Stored data entries
□ □ □

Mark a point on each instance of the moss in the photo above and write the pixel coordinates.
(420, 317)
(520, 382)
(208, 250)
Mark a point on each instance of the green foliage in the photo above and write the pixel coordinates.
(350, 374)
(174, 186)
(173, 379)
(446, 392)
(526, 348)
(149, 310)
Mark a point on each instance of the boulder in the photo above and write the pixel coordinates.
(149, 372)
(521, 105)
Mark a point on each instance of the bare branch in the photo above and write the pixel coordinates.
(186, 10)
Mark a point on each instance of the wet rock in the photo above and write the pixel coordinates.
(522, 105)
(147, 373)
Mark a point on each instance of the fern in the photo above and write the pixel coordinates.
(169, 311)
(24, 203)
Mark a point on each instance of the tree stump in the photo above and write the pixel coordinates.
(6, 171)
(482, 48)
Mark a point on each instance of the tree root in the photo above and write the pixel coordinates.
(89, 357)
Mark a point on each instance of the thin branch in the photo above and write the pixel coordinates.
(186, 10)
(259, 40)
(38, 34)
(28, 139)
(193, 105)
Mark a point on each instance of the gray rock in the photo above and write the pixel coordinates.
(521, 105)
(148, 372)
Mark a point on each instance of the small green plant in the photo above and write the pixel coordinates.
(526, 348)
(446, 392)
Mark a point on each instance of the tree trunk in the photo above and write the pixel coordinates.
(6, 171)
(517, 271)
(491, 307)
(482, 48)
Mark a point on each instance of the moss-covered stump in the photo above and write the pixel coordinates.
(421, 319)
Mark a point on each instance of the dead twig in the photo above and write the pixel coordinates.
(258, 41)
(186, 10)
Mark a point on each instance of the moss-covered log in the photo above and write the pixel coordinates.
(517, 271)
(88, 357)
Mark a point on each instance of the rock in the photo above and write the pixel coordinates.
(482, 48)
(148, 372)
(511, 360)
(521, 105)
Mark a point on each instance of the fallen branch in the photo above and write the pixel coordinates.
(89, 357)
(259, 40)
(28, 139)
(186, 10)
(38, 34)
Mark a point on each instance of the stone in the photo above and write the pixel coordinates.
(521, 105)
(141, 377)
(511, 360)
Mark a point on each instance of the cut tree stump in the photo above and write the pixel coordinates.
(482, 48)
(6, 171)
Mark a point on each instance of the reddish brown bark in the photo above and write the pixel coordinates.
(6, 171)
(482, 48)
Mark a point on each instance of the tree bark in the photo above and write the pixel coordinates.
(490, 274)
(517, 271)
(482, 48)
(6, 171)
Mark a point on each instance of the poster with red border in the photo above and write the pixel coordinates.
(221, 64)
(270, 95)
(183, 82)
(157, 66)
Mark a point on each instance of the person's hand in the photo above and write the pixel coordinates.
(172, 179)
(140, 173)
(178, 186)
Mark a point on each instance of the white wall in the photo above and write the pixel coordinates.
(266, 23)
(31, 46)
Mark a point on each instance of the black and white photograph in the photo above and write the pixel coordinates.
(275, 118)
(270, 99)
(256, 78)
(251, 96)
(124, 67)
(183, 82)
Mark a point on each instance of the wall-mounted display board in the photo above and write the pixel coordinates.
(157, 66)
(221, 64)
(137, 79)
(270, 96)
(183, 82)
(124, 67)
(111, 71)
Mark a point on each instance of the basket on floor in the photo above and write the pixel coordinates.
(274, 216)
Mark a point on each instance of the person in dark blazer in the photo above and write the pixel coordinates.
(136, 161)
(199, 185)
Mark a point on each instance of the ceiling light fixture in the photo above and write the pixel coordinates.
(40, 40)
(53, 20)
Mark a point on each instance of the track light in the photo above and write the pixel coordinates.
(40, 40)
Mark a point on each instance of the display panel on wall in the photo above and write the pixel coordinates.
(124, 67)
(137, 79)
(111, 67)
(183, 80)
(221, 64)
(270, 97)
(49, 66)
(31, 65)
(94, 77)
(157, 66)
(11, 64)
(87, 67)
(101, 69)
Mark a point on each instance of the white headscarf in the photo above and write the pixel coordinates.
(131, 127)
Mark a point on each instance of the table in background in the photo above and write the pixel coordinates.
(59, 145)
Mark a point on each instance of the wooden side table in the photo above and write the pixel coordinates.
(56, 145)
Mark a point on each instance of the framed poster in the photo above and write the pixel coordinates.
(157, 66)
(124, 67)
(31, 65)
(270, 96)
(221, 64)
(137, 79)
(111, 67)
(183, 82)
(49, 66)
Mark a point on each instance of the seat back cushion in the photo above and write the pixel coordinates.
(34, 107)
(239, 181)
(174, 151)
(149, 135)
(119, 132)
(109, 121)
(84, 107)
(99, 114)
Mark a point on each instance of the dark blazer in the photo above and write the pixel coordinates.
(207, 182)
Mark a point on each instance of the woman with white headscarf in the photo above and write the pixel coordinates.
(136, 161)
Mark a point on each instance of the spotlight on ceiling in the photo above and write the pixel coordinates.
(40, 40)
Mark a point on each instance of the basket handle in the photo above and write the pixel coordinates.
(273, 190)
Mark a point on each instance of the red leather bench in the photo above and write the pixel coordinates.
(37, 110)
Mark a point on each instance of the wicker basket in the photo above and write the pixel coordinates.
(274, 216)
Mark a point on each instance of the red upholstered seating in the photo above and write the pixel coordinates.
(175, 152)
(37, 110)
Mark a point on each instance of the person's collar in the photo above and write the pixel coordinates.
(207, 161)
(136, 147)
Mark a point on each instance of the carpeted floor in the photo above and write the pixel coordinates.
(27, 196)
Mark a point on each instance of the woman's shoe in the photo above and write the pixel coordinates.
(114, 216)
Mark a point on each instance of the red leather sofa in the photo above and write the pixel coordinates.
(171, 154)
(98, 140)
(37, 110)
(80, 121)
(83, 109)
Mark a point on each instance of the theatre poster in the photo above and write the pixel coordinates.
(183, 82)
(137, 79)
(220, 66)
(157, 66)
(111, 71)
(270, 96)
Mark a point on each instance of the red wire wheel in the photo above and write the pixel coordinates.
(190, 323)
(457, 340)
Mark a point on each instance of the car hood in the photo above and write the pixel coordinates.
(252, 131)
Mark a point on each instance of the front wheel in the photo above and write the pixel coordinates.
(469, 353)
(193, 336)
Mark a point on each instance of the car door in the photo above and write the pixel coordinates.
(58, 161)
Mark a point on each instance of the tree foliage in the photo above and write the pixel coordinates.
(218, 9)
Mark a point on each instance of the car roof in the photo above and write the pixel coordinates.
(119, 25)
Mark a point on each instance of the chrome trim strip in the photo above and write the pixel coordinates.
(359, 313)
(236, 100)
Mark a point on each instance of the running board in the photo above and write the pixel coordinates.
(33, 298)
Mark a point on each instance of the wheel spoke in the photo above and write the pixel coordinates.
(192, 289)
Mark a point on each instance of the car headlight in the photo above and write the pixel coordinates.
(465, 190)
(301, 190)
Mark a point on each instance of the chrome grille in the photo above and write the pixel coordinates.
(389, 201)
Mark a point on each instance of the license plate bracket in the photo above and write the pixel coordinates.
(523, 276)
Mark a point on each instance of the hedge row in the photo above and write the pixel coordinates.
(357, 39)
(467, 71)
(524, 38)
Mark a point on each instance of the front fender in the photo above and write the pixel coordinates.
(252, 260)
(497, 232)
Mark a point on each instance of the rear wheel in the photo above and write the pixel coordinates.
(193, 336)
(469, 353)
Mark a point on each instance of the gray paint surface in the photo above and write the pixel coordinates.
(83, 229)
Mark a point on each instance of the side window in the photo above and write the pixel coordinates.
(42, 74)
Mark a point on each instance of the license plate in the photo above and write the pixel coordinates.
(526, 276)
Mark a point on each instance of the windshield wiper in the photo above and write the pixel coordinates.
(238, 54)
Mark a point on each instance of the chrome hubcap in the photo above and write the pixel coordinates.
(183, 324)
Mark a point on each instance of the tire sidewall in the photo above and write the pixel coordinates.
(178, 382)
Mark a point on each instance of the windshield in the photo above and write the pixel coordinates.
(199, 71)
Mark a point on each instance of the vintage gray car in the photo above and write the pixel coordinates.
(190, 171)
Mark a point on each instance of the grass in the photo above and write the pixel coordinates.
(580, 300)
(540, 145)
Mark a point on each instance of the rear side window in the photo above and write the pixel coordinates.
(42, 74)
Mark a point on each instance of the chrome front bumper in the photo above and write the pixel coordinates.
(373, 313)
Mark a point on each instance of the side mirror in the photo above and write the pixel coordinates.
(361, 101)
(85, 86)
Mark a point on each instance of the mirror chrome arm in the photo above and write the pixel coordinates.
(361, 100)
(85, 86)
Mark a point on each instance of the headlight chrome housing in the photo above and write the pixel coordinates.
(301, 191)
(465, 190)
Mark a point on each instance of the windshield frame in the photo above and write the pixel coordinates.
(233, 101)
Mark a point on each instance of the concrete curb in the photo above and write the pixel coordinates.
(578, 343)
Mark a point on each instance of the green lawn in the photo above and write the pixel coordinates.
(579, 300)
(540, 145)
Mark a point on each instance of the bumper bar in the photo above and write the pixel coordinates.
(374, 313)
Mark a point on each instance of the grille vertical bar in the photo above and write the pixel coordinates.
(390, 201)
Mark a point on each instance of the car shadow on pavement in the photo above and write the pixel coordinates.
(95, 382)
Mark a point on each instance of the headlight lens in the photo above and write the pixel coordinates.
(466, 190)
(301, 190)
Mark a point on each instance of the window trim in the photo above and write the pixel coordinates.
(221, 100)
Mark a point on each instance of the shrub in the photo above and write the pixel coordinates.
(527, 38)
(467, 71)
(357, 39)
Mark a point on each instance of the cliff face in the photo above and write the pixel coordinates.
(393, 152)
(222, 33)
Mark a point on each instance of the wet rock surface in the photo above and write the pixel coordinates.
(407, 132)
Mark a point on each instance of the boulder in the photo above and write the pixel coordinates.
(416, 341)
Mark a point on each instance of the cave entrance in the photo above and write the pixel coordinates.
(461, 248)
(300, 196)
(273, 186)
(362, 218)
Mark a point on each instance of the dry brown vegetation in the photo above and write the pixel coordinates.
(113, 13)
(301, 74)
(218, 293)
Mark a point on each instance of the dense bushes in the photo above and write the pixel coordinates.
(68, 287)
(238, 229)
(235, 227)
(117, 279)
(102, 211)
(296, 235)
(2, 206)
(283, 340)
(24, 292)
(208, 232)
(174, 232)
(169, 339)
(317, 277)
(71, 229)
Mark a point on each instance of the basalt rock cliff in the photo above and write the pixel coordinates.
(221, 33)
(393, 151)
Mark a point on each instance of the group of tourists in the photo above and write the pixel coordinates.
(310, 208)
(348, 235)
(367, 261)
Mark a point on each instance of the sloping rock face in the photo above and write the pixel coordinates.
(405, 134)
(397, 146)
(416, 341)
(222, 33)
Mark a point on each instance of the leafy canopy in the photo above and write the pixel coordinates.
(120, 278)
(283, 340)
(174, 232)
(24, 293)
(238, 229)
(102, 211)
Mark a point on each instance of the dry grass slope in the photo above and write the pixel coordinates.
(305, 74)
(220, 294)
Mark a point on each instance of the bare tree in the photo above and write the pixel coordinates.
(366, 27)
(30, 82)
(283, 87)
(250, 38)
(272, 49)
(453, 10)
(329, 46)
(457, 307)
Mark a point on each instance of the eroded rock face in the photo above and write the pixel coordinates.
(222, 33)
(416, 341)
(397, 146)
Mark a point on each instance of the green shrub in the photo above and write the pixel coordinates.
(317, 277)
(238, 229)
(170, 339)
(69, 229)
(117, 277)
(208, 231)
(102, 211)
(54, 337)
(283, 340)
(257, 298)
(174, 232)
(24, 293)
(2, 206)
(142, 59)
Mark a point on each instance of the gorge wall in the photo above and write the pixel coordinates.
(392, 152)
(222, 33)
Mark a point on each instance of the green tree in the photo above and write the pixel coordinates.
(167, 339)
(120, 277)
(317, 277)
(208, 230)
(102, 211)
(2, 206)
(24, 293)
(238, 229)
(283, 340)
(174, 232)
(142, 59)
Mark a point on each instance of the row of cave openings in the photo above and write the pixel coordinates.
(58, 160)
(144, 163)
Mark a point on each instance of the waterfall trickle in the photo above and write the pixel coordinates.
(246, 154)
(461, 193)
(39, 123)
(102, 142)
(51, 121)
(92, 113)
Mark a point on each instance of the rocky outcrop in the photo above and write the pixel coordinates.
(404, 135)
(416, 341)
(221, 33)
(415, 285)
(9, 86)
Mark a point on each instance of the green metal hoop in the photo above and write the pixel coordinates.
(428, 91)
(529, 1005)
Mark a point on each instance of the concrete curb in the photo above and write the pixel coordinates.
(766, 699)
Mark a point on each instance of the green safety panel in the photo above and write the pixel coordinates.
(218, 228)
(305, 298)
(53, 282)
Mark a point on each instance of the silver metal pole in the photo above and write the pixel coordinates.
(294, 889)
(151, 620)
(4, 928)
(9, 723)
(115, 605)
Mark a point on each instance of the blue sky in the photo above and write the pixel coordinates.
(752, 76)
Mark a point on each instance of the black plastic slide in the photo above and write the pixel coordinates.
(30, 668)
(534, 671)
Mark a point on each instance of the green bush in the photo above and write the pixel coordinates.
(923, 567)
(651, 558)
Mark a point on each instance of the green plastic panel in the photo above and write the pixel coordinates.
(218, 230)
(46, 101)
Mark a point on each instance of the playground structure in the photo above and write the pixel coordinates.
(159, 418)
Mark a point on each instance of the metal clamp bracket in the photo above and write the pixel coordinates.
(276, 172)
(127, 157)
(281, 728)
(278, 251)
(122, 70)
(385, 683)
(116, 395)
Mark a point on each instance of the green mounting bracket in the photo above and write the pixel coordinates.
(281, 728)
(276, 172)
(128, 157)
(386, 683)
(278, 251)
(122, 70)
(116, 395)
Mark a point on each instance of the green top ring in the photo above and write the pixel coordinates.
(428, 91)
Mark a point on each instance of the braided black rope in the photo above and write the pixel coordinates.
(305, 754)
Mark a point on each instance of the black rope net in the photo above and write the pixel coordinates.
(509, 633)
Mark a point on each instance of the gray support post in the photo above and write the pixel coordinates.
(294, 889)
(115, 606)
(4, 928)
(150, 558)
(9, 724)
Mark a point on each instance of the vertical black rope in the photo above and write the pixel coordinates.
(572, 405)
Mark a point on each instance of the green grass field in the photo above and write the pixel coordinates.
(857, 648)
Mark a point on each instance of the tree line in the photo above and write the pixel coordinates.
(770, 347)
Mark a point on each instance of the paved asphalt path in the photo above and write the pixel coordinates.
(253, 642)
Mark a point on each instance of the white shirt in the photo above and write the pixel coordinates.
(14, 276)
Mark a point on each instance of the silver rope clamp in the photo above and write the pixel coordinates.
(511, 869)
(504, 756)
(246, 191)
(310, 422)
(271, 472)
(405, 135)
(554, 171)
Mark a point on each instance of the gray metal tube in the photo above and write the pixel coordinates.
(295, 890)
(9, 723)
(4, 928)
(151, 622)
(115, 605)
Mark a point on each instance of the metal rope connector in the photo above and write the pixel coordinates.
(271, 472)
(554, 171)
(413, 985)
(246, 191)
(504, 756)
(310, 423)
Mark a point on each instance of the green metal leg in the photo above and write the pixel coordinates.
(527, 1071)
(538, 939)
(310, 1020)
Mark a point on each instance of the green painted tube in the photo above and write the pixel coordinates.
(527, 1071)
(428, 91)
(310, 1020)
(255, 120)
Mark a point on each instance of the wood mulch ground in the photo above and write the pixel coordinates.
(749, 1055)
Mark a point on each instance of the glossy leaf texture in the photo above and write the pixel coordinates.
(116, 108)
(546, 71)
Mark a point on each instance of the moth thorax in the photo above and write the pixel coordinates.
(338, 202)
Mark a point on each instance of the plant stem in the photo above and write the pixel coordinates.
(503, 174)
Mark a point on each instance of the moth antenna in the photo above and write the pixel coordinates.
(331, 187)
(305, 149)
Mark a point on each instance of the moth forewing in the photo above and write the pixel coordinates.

□ □ □

Problem requirements -
Reproduce the lines from the one containing "Mark a point on each instance of the paved" through the end of the material, changing every instance of "metal" to "steel" and leaving all else unchanged.

Exercise solution -
Mark a point on each instance of the paved asphalt path in the photo above and write the pixel coordinates.
(253, 642)
Mark a point on each instance of the white shirt in the photo above and write the pixel coordinates.
(14, 276)
Mark a point on each instance of the silver rope clamp in the photo above and write the pixel coordinates.
(511, 869)
(504, 756)
(246, 191)
(310, 422)
(271, 472)
(405, 135)
(554, 171)
Mark a point on each instance of the gray steel tube in the photo above and write the pixel coordinates.
(295, 890)
(9, 723)
(4, 928)
(151, 622)
(115, 605)
Mark a point on each instance of the steel rope connector in the photo above and write the pixel coordinates.
(271, 472)
(554, 171)
(413, 985)
(246, 191)
(504, 756)
(310, 423)
Mark a point on each instance of the green steel leg in the photo above and write the pixel coordinates.
(527, 1071)
(538, 939)
(310, 1020)
Mark a point on each instance of the green painted tube in the photo above and write the pixel coordinates.
(527, 1071)
(428, 91)
(310, 1020)
(255, 120)
Mark a point on each instance of the wood mulch ground in the photo above and write the pixel coordinates.
(749, 1055)
Mark a point on each instance of the glossy leaf texture in the photo above and write the pixel coordinates.
(116, 108)
(546, 71)
Mark a point on each instance of the moth thorax in the photo above and write the pixel coordinates.
(338, 202)
Mark a point on each instance of the plant stem in the photo above and write the pixel coordinates.
(503, 174)
Mark a point on each instance of the moth antenna in the photo above and write the pixel coordinates.
(331, 187)
(305, 149)
Mark a point on each instance of the moth forewing in the photo above and write the pixel coordinates.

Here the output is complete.